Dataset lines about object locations
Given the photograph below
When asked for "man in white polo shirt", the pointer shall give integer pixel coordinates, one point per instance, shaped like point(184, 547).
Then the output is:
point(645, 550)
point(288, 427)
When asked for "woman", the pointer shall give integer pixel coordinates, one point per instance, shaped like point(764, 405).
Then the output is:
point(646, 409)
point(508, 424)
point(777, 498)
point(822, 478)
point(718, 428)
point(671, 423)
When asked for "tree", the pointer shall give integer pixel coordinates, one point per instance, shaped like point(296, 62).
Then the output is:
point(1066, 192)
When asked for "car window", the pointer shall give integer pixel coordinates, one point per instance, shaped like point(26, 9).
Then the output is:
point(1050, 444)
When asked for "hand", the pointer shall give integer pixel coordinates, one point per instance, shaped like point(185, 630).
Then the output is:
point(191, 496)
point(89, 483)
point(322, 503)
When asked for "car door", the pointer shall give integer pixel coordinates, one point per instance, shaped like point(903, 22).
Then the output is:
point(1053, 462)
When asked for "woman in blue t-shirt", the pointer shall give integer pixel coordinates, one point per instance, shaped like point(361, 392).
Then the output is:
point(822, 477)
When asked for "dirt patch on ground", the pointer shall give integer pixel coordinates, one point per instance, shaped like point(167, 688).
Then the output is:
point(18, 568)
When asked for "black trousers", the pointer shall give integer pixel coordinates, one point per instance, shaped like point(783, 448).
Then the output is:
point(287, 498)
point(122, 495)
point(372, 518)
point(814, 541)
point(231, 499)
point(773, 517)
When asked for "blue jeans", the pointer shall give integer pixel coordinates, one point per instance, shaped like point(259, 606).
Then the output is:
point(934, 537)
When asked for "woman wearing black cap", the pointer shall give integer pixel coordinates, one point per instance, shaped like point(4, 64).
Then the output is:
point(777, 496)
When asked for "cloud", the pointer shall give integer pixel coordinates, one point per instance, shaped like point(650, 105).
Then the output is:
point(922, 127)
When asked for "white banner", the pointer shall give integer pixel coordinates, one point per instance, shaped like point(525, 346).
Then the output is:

OBJECTIVE: Revise the lines above by replacing "pointer" with "locator" everywhere it appears, leaving everything else unchanged.

EXERCISE RESPONSE:
Given the photograph below
When asked for "man in white polo shirt", the locator shall give integer pixel coordinates, one point per instance, shaped like point(184, 547).
Then the output is:
point(645, 550)
point(288, 427)
When asked for "woman", the locator shall give integer pixel coordinates, one point per instance, shaped like point(764, 405).
Then the output is:
point(646, 409)
point(508, 424)
point(777, 498)
point(822, 478)
point(718, 428)
point(671, 423)
When asked for "tree", the locator shall give integer pixel coordinates, one point per instance, shaped like point(296, 62).
Then the output is:
point(1066, 192)
When asked for "car window", the locator shall give integer pixel coordinates, one point per instance, shaped like point(26, 9).
Then the output is:
point(1050, 444)
When asked for "hand", the locator shall give integer pixel coordinates, one point per instance, shaped like point(185, 630).
Then the output is:
point(191, 496)
point(89, 483)
point(322, 503)
When asked for "car door", the locator shall give integer pixel coordinates, one point per instance, shaped like point(903, 22).
Then the output is:
point(1053, 462)
When asked for "woman in blue t-shirt", the locator shall give integer pixel coordinates, one point per instance, shaped like point(361, 392).
Then the output is:
point(822, 477)
When asked for "dirt patch on ground", the locator shall give integer pixel coordinates, one point per instance, shaped like point(167, 688).
Then the output is:
point(18, 568)
When asked for "black trousers", the locator shall give integer pixel coordinates, one point per instance, shaped like point(783, 448).
Then the output is:
point(287, 498)
point(122, 495)
point(372, 518)
point(814, 541)
point(231, 499)
point(773, 517)
When asked for "blue jeans", the locator shall give integer pixel coordinates, one point per instance, shaped like point(259, 606).
Then the output is:
point(934, 537)
When asked for "woman wearing black cap", the locator shall give integer pixel coordinates, one point per instance, shaped like point(4, 64).
Then the output is:
point(777, 496)
When asked for "cloud", the locator shall give integer pixel coordinates, one point per instance, shaped like point(650, 105).
Then the output is:
point(922, 127)
When asked for "white banner", the locator shall give integer pixel coordinates, one point per instance, shaped like point(525, 346).
Then the output is:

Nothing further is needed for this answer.